Part of a data file
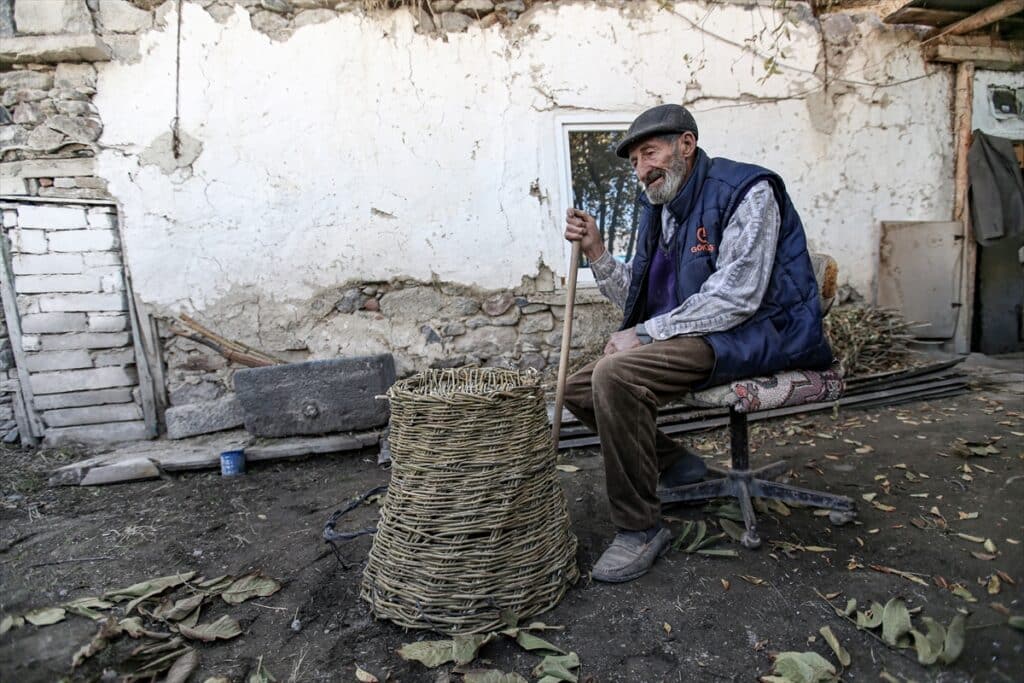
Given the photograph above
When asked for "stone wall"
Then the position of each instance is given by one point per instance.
(76, 334)
(384, 176)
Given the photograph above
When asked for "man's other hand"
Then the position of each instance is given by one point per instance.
(622, 341)
(581, 226)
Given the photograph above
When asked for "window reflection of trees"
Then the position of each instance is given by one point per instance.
(604, 186)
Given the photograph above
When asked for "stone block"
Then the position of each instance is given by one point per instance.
(46, 264)
(83, 302)
(10, 185)
(53, 323)
(85, 340)
(120, 356)
(100, 259)
(51, 16)
(91, 240)
(26, 80)
(205, 418)
(81, 398)
(55, 284)
(122, 16)
(52, 217)
(132, 469)
(92, 415)
(80, 380)
(74, 76)
(485, 342)
(112, 432)
(49, 168)
(29, 242)
(315, 397)
(102, 218)
(544, 322)
(49, 360)
(105, 323)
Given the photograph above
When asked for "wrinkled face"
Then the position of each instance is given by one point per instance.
(662, 166)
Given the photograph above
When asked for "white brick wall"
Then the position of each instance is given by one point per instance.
(47, 264)
(72, 299)
(29, 242)
(79, 241)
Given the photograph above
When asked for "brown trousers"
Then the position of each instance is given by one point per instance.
(617, 396)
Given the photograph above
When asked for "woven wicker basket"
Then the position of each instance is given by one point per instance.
(474, 521)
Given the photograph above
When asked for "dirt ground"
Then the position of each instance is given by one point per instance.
(693, 617)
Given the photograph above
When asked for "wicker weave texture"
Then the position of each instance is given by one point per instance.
(474, 521)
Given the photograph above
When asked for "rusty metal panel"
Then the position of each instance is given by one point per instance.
(919, 273)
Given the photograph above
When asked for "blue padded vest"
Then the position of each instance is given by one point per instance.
(785, 332)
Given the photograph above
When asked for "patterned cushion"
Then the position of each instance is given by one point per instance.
(794, 387)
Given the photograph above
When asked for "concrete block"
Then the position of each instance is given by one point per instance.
(53, 323)
(102, 218)
(9, 185)
(81, 398)
(86, 302)
(134, 469)
(315, 397)
(122, 16)
(121, 356)
(105, 323)
(85, 340)
(51, 217)
(49, 360)
(79, 380)
(47, 264)
(55, 284)
(92, 415)
(52, 16)
(28, 242)
(112, 432)
(91, 240)
(210, 416)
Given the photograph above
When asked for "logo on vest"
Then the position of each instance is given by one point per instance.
(702, 244)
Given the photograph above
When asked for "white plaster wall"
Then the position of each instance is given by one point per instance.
(360, 150)
(983, 118)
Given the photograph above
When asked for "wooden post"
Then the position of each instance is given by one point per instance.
(969, 251)
(563, 359)
(980, 19)
(29, 425)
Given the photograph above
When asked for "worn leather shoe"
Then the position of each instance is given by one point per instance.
(631, 555)
(688, 469)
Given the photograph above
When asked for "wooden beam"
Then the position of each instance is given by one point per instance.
(29, 424)
(983, 51)
(980, 19)
(962, 130)
(924, 16)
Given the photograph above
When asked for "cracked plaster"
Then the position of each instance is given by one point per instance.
(360, 151)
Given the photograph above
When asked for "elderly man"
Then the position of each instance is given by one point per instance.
(721, 288)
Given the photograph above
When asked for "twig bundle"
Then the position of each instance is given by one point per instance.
(474, 522)
(868, 340)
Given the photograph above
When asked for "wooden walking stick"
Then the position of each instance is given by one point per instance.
(563, 360)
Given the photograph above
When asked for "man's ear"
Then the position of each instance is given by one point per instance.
(687, 144)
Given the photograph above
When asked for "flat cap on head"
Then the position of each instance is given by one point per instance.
(659, 120)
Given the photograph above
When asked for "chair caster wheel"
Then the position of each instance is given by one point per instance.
(840, 517)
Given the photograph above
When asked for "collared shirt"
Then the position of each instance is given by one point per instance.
(732, 293)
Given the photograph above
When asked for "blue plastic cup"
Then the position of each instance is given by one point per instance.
(232, 463)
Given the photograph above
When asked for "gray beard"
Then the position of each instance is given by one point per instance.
(674, 177)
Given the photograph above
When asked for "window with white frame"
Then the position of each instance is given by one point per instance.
(597, 181)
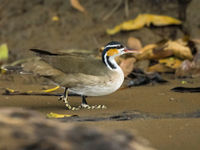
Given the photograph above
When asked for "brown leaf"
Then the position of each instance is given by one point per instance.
(76, 4)
(159, 68)
(179, 48)
(134, 43)
(144, 19)
(171, 62)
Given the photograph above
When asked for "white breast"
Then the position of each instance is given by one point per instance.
(104, 85)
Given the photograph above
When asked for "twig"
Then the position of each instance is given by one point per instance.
(126, 8)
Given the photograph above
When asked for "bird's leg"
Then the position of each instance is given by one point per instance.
(64, 98)
(84, 104)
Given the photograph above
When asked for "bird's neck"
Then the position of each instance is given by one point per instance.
(110, 62)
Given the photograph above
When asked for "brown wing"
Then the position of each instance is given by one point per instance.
(72, 64)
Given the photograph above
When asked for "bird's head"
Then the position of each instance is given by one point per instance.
(113, 49)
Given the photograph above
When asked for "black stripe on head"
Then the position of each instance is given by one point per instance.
(109, 63)
(110, 45)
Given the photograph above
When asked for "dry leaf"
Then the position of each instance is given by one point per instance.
(76, 4)
(159, 68)
(3, 52)
(171, 62)
(147, 52)
(179, 48)
(144, 19)
(127, 65)
(134, 43)
(55, 18)
(55, 115)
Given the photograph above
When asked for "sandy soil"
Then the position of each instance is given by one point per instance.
(167, 119)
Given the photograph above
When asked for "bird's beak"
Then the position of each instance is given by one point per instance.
(136, 51)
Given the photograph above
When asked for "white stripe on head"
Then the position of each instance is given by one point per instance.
(116, 45)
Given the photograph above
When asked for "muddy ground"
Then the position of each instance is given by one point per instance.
(169, 120)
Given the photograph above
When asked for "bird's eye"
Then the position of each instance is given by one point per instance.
(119, 47)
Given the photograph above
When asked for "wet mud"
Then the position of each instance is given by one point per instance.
(169, 120)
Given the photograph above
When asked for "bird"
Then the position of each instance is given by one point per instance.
(80, 74)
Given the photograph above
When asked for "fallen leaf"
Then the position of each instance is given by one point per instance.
(159, 68)
(141, 20)
(171, 62)
(51, 90)
(134, 43)
(147, 52)
(55, 115)
(3, 52)
(55, 18)
(76, 4)
(179, 48)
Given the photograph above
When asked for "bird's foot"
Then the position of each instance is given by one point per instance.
(61, 98)
(70, 107)
(86, 106)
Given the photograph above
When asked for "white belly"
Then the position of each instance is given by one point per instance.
(103, 88)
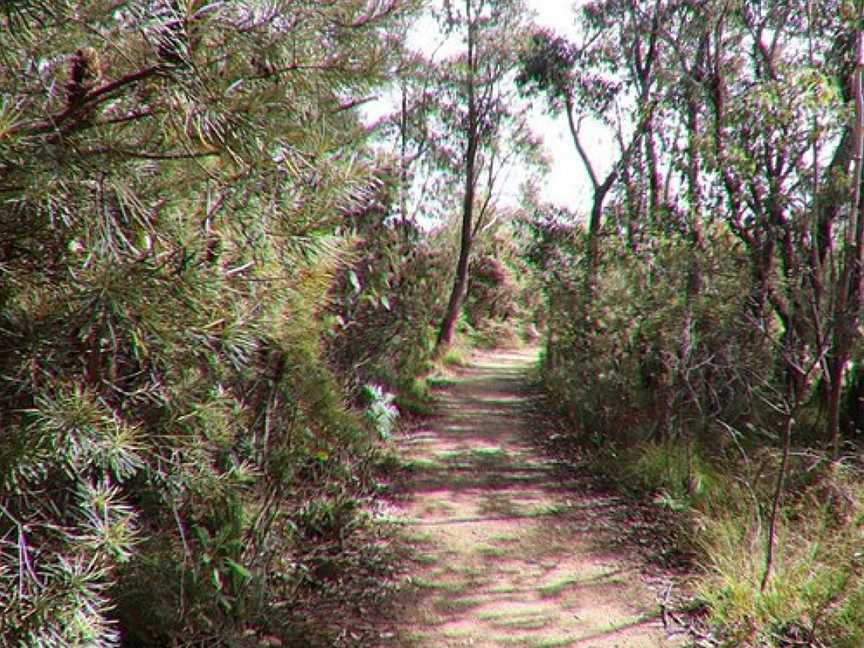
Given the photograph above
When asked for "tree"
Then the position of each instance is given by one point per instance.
(481, 129)
(575, 80)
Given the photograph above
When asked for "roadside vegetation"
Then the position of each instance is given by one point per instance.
(223, 284)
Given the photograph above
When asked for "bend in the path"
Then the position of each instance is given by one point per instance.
(507, 555)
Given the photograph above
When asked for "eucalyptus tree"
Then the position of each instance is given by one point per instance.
(479, 127)
(171, 174)
(611, 71)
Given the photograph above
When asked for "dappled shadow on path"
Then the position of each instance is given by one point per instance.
(506, 554)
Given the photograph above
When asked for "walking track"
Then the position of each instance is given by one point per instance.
(506, 553)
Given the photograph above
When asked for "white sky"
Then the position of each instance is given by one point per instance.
(567, 183)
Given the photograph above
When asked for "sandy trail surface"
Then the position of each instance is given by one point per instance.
(507, 553)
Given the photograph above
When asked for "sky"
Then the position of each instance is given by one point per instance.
(567, 184)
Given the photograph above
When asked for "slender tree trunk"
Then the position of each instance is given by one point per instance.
(771, 540)
(460, 282)
(849, 294)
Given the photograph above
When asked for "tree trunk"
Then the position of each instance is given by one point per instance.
(849, 293)
(460, 282)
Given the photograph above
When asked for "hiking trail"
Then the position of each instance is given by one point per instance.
(508, 553)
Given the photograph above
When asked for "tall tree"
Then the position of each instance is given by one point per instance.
(586, 81)
(480, 124)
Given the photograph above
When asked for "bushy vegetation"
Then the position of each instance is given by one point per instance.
(178, 458)
(704, 328)
(701, 433)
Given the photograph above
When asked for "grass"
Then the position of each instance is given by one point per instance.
(491, 552)
(456, 604)
(556, 587)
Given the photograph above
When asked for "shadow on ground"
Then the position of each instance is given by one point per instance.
(505, 552)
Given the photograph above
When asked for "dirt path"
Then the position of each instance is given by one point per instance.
(507, 554)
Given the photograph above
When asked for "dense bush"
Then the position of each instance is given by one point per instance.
(173, 441)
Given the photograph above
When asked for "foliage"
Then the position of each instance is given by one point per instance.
(172, 178)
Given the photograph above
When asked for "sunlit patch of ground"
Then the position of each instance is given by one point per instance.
(507, 555)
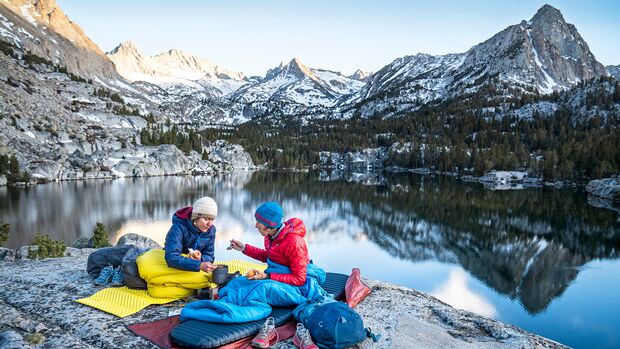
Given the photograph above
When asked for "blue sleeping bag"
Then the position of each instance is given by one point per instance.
(244, 300)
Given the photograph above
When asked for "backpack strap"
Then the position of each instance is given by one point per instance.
(375, 336)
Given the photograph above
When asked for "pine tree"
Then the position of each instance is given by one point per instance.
(4, 232)
(100, 236)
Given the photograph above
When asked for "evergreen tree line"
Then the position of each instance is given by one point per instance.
(457, 136)
(9, 167)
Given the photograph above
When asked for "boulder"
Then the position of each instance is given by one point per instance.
(24, 251)
(138, 241)
(7, 254)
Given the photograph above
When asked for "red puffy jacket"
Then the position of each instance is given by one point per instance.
(289, 249)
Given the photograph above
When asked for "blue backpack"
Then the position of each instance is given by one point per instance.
(335, 325)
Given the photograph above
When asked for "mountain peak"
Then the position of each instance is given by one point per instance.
(360, 75)
(298, 69)
(547, 14)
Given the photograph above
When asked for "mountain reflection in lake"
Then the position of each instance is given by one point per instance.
(542, 259)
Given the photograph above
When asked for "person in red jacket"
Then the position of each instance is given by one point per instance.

Stated problem:
Pick out and copy every line of the records above that contains the string "ground". Case counts.

Solution to this problem:
When asked for "dirt ground"
When asked for "muddy ground"
When asked for "shadow on ground"
When asked for "sunlit patch of ground"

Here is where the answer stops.